Aim of the exercise: Swap every "sample" in the lines below for "example", keeping everything else the same. Give all the lines without the pictures.

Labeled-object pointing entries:
>>>>

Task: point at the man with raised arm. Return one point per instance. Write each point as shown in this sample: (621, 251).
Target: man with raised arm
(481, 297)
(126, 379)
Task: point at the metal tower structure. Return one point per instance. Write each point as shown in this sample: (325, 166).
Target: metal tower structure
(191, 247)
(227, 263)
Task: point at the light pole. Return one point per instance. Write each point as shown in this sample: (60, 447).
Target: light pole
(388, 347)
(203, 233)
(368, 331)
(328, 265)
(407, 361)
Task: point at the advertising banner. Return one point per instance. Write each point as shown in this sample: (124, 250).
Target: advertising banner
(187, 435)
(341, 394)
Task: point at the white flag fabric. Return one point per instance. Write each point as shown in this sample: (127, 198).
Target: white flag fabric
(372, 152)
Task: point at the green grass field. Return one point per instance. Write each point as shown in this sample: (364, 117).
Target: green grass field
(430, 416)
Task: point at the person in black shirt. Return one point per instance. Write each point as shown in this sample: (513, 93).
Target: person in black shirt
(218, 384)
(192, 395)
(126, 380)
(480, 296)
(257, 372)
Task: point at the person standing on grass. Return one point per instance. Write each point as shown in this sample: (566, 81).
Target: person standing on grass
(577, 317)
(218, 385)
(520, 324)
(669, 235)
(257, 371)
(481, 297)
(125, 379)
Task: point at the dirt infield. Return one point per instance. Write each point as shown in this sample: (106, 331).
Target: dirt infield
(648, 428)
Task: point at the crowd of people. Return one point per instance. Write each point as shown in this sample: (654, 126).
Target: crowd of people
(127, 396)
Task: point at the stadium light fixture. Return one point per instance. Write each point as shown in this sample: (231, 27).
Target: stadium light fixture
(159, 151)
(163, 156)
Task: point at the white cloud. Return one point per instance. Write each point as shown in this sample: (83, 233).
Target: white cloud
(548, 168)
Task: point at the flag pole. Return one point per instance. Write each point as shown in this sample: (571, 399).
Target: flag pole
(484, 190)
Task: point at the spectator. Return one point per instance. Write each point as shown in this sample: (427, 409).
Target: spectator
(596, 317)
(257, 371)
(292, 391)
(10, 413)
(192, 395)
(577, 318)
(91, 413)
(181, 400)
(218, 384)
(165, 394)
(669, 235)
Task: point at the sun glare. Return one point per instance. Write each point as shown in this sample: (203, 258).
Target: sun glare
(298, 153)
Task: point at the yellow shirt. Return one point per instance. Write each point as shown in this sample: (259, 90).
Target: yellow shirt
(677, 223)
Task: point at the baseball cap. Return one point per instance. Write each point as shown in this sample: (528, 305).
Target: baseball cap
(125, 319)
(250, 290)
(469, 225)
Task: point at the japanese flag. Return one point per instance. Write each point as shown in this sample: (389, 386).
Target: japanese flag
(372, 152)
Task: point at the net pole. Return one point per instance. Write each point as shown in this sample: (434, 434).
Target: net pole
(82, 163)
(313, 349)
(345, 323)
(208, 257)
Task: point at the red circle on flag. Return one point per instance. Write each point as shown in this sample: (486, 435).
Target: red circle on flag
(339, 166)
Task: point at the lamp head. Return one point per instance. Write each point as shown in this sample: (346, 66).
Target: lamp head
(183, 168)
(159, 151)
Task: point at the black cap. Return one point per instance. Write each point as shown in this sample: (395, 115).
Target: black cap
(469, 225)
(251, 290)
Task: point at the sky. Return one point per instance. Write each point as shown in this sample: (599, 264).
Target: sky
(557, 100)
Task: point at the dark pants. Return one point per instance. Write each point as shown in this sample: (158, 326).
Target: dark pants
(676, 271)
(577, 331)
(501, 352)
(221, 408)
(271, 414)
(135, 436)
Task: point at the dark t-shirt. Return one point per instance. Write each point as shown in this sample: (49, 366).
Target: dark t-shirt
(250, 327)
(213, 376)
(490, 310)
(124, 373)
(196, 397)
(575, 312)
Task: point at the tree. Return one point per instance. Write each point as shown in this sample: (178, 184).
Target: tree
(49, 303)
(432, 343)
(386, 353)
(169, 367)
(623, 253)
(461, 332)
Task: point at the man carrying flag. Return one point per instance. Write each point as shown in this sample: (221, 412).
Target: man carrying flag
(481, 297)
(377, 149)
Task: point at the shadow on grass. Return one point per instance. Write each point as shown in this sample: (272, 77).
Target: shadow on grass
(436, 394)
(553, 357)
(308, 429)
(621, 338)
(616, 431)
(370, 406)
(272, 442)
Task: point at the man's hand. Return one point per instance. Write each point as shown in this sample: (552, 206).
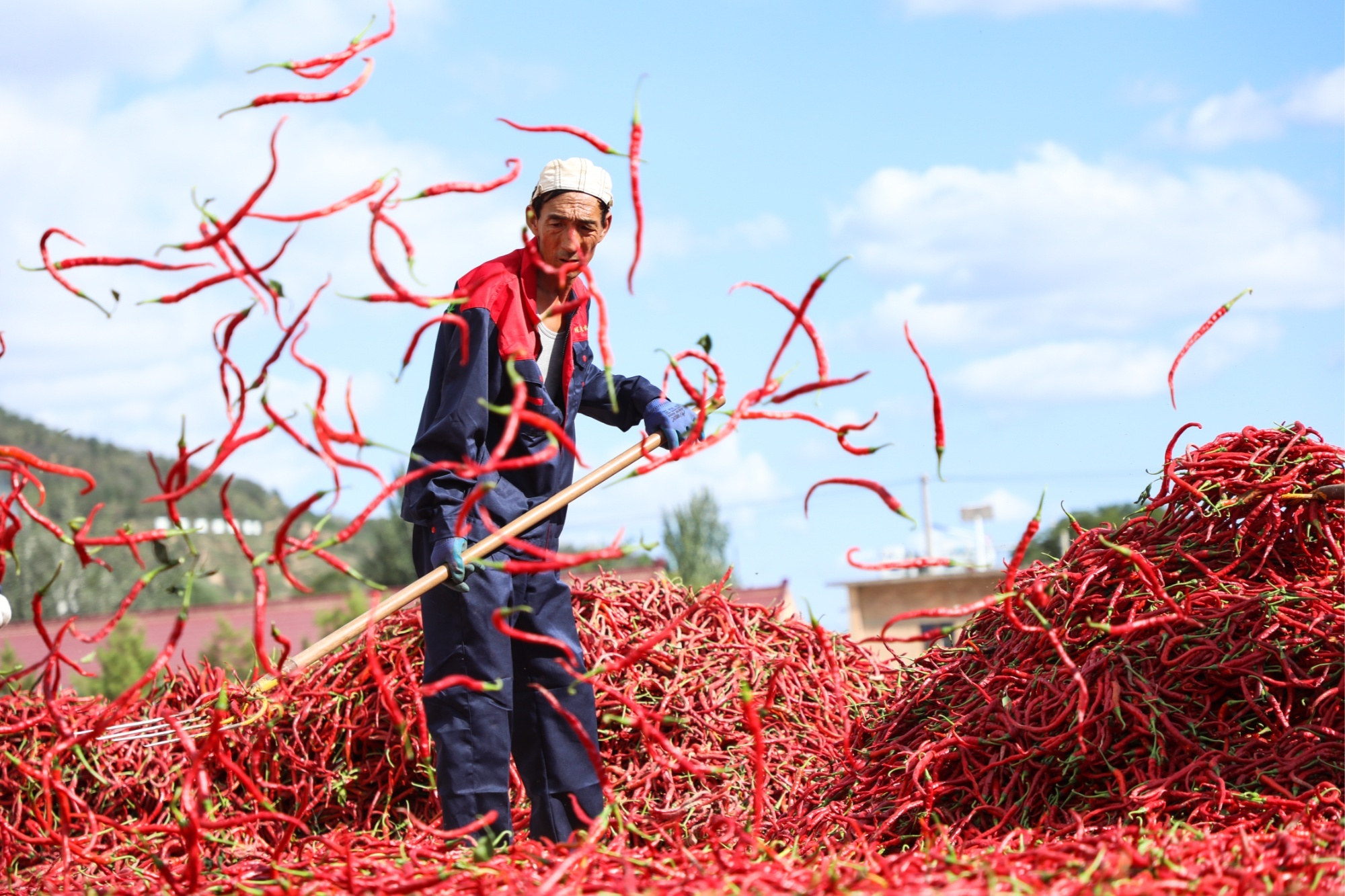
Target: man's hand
(449, 552)
(670, 420)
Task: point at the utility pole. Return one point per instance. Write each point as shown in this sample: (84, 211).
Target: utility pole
(925, 506)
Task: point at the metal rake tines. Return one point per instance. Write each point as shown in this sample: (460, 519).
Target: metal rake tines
(159, 731)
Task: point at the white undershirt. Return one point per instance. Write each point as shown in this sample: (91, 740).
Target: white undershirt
(544, 357)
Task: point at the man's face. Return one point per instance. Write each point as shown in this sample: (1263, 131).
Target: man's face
(570, 227)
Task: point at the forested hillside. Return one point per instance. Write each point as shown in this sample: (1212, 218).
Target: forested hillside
(124, 477)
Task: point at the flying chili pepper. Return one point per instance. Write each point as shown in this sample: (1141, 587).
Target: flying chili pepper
(938, 401)
(637, 142)
(465, 186)
(864, 483)
(329, 64)
(270, 99)
(583, 135)
(326, 210)
(61, 470)
(1204, 329)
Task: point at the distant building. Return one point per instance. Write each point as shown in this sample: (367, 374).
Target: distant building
(878, 600)
(297, 619)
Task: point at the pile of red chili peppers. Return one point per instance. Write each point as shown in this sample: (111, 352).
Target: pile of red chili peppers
(1160, 709)
(1157, 710)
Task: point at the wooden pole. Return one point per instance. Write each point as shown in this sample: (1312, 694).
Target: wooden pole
(486, 546)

<<<<

Answer for the task:
Task: point at the man with raised arm. Return one point per instance. Write each point as shown in this example: (621, 251).
Target: man with raised arm
(481, 297)
(126, 379)
Task: point at the metal tower structure. Return one point per instance. Write each point as shown in this example: (325, 166).
Target: metal tower structure
(191, 247)
(227, 263)
Task: point at the light pole. Return one point per instance. Write each point as shown in this example: (60, 447).
Target: light pole
(388, 347)
(203, 233)
(368, 331)
(328, 265)
(407, 361)
Task: point at the advertising banner. Return one point per instance. Write each point as shown in this example: (124, 250).
Target: advertising banner
(187, 435)
(341, 394)
Task: point at the white flag fabric. Return one point per instance. Write each point as shown in this example: (127, 198).
Target: white flag fabric
(372, 152)
Task: point at the green grass field. Return one point per instance. Write each point as shown in this example: (364, 117).
Target: green grass field
(430, 416)
Task: point at the person in black shirt. Return one point per instance. Write each point as shown in this example: (513, 93).
Target: person in black shirt
(218, 384)
(192, 395)
(126, 380)
(480, 296)
(257, 372)
Task: point at the person standing on grass. Return one point per instance. Write each point as shown in this example: (566, 81).
Target: person standing on grass
(577, 317)
(218, 385)
(520, 324)
(669, 235)
(257, 371)
(481, 297)
(125, 379)
Task: point at the dirt infield. Return one point per instance. Write each point as shown in this example: (106, 331).
Target: dirt infield
(648, 428)
Task: point at the crowd of people. Return one point per instance. Write each point as shown in this example: (654, 126).
Target: crowd of people
(127, 396)
Task: point at the stadium light fixture. Return one point per instance. Write each point as shown in this example: (231, 27).
Target: stadium light fixture
(159, 151)
(163, 156)
Task: point at the white cloud. Return one point per instance. Write each point as shown in this example: (83, 233).
Target: white cloud
(548, 168)
Task: point at the flag pole. Return one point per instance. Write each point as shown in this example: (571, 399).
Target: flag pole
(484, 190)
Task: point at the spectator. Return one point per instance. Write each point as shown in this example: (427, 409).
Target: spectator
(596, 317)
(257, 371)
(292, 391)
(10, 413)
(192, 395)
(577, 318)
(91, 413)
(181, 400)
(218, 384)
(165, 394)
(669, 235)
Task: point at the sun glare. Return one point per instance. Write each point as shown in this example: (203, 258).
Target: sun glare
(298, 153)
Task: point at the yellow shirt. Return one point per instance. Write each point as shown in this example: (259, 90).
Target: yellow shirt
(677, 223)
Task: point at the baseball cap. Return one point per instance. Write each point as shown in this example: (528, 305).
Target: baseball cap
(125, 319)
(250, 290)
(469, 225)
Task: point at the japanese flag. Return one point per instance. Write each point as shown in this example: (389, 386).
Target: japanese flag
(372, 152)
Task: point at the net pole. Return one point per instance. Write each point as shown in this example: (434, 434).
Target: net pole
(82, 163)
(313, 349)
(345, 323)
(208, 257)
Task: point at the red circle on flag. Return one point per instance. Write each point as shown in this example: (486, 435).
Target: red circle on flag
(339, 166)
Task: point at the lamp head. Return one point per instance. Write each point as shown in this example: (346, 66).
Target: lamp head
(183, 168)
(159, 151)
Task: point at the black cap. Return one point per instance. Write each point as shown in this example: (395, 115).
Target: black cap
(469, 225)
(251, 290)
Task: point at the sky. Return one point per instance. Write each point as shown in this example: (599, 264).
Target: sky
(557, 100)
Task: point at the dark pants. Return one point per instance. Write each point as shown in this example: (158, 326).
Target: dark pants
(676, 271)
(577, 331)
(501, 352)
(221, 408)
(271, 414)
(135, 436)
Task: point at the dark t-shirt. Return one point per instance. Write each point as shown in this example: (49, 366).
Target: dark t-shirt
(250, 327)
(213, 376)
(490, 310)
(124, 373)
(196, 397)
(575, 312)
Task: point at the tree. Return one point per instance. Write each point as shown in this example: (178, 184).
Target: tree
(49, 303)
(432, 343)
(386, 353)
(169, 367)
(623, 253)
(461, 332)
Task: point at the man carrying flag. Return one point per instance. Write each point as shown in this example: (221, 412).
Target: man carrying flag
(481, 297)
(377, 149)
Task: point at the shadow on grass. Return one point per instance. Write each point as shown in this example: (272, 77).
Target: shadow on grass
(436, 394)
(553, 357)
(308, 429)
(621, 338)
(616, 431)
(370, 406)
(272, 442)
Task: point at the man's hand. Return one point per instance. Write each point as shown in this example: (552, 206).
Target: man's hand
(449, 552)
(670, 420)
Task: point at the utility pole. Return one point per instance. Write each point as shown in this example: (84, 211).
Target: utility pole
(925, 506)
Task: point at the metal rake tines. Return one point per instance. Write each point as shown in this example: (460, 519).
Target: metal rake tines
(159, 731)
Task: point at the white undershirt. Return one point per instance. Write each point as shown in this example: (91, 740).
Target: white undershirt
(544, 357)
Task: point at the man's face. Return one point per instance. Write each point as shown in this example: (1263, 131).
Target: man's face
(570, 227)
Task: point at the forested hillside. Return one point per instance. Write each point as shown in this example: (1212, 218).
Target: forested hillside
(124, 477)
Task: point at the flying chili pepper. Return one point per instance. Write each point as shown in this example: (1141, 587).
Target: flying chili pepper
(938, 401)
(637, 142)
(465, 186)
(864, 483)
(329, 64)
(270, 99)
(583, 135)
(326, 210)
(61, 470)
(1204, 329)
Task: point at the distant building. Return one point per instance. Write each point as shown in this example: (367, 374).
Target: distant building
(878, 600)
(297, 619)
Task: point at the pile of red chili peppers. Return one point per instance. Write each point as shown in this example: (111, 352).
Target: pile of red chili peppers
(1160, 709)
(1157, 710)
Task: point at the wooden pole. Return one point per instance. Write each point as shown in this example: (1312, 694).
Target: wooden pole
(486, 546)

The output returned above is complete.